# REQUIREMENTS
Can you lay out the data below, from the line containing "of the road" through the end, as a two-column CSV with the headers instruction and answer? Put each instruction and the coordinate lines that follow it in one row, with every field quoted and line breaks replaced by spaces.

══════

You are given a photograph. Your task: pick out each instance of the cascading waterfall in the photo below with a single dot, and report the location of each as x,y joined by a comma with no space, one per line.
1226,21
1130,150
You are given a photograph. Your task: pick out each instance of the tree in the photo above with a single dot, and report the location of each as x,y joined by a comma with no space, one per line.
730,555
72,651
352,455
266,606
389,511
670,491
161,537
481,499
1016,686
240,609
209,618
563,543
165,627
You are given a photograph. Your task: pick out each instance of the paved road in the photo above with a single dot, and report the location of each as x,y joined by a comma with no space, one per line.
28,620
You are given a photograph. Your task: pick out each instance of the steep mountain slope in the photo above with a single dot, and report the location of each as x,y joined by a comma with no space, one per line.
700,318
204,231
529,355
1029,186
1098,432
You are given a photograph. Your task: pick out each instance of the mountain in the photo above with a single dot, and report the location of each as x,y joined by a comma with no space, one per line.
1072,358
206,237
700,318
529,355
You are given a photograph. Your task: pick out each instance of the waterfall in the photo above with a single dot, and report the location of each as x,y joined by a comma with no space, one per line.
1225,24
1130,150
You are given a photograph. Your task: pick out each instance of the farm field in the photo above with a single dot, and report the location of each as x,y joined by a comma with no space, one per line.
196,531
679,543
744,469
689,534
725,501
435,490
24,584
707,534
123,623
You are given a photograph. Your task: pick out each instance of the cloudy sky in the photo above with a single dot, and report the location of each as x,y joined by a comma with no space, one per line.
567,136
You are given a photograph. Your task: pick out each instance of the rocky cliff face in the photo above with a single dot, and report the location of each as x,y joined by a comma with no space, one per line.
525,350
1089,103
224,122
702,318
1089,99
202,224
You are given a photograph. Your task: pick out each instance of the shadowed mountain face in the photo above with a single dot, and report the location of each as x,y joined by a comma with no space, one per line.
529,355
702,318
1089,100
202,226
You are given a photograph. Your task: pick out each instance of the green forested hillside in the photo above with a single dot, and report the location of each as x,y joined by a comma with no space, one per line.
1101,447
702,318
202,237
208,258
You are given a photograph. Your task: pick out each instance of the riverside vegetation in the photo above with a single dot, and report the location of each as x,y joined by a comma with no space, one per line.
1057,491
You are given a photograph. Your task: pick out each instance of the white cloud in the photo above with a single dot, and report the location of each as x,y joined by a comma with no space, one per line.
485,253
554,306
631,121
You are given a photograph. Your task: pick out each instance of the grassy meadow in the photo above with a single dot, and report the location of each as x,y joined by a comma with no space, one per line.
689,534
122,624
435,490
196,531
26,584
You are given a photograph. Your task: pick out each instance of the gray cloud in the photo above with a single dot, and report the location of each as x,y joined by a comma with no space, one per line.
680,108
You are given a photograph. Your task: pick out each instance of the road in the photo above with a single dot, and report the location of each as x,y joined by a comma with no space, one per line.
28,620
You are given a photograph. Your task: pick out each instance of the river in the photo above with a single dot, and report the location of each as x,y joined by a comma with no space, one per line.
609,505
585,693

══════

# FULL SOLUTION
instruction,answer
"You are given a photograph. Your task: pick out each instance of the road in the photo above with a single dot, and report the location of each as x,y joined by a comma with no space, one per line.","28,620"
"You are given a photograph. Your task: pick out each instance of the river in the photo above with a single dot, and report the location of each as x,y joined by a comma with no space, one per line.","609,505 585,693"